-- Start SOURCE RECORDS --

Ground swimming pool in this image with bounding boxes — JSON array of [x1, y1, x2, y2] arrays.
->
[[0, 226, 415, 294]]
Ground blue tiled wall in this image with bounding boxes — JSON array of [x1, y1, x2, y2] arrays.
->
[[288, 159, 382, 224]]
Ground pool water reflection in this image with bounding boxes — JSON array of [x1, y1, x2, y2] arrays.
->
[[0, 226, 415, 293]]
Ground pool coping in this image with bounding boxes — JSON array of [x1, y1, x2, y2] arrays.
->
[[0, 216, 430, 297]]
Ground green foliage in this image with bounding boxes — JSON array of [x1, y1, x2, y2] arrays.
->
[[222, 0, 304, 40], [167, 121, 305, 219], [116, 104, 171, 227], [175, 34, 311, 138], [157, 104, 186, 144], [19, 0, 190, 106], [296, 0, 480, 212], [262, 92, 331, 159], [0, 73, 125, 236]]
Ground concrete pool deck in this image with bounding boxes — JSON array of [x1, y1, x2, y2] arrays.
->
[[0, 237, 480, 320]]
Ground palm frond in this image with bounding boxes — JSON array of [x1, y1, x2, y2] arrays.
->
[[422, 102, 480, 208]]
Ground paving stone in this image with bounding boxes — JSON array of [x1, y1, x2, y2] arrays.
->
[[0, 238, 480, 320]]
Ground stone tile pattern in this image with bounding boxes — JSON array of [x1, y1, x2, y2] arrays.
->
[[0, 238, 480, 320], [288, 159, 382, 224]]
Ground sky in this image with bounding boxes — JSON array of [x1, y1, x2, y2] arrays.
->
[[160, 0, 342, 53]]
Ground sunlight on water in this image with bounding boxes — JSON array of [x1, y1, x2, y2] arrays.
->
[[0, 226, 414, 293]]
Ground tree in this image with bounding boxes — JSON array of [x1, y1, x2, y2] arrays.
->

-- End SOURCE RECORDS --

• **WHAT THIS TASK INVOLVES**
Rewrite every line of the listing above, replacing "bounding boxes" with "bounding rectangles" wherever it occurs and leaving everything else unchanged.

• **THE REPLY**
Ground swimming pool in this image with bounding rectangles — JSON array of [x1, y1, x2, y2] arrays.
->
[[0, 226, 415, 294]]
Ground blue tiled wall in this image with bounding rectangles — JSON array of [x1, y1, x2, y2] arrays.
->
[[288, 159, 382, 224]]
Ground pool water reflection in this image with bounding rectangles — JSON array of [x1, y1, x2, y2] arrays.
->
[[0, 226, 415, 293]]
Ground pool coping in this image with bounding rectangles — JSON array of [x1, y1, x2, y2] arrays.
->
[[0, 216, 430, 297]]
Ground green foliage in this image with bounding rectangles — JSON array of [x1, y1, x2, y2] arrays.
->
[[222, 0, 304, 40], [167, 121, 305, 219], [116, 104, 171, 227], [175, 34, 311, 138], [157, 104, 186, 144], [19, 0, 190, 106], [296, 0, 480, 212], [262, 92, 331, 159], [0, 73, 125, 236]]
Ground concrete pool deck in this image with bounding rectangles — JSON array of [x1, y1, x2, y2] arrays.
->
[[0, 237, 480, 320]]
Ground palm frond in this image with bounding rectangles — JSON array of [x1, y1, x2, y2] arrays.
->
[[422, 102, 480, 208]]
Ground paving stone in this image with bounding rectangles — JSON array of [x1, y1, x2, y2] arrays.
->
[[0, 238, 480, 320]]
Ground stone tile pattern in this image with bounding rectangles — JSON array of [x1, y1, x2, y2] arrays.
->
[[0, 238, 480, 320], [288, 159, 382, 224]]
Ground sky in this image with bounding rectangles — JSON array of [x1, y1, x2, y2] arrays.
->
[[160, 0, 342, 53]]
Ground sunlight on water in this image with bounding rectangles — JSON array of [x1, y1, x2, y2] arrays.
->
[[0, 226, 414, 293]]
Ground tree in this image with bounding rectangles — JSON array of [x1, y1, x2, y2] arrays.
->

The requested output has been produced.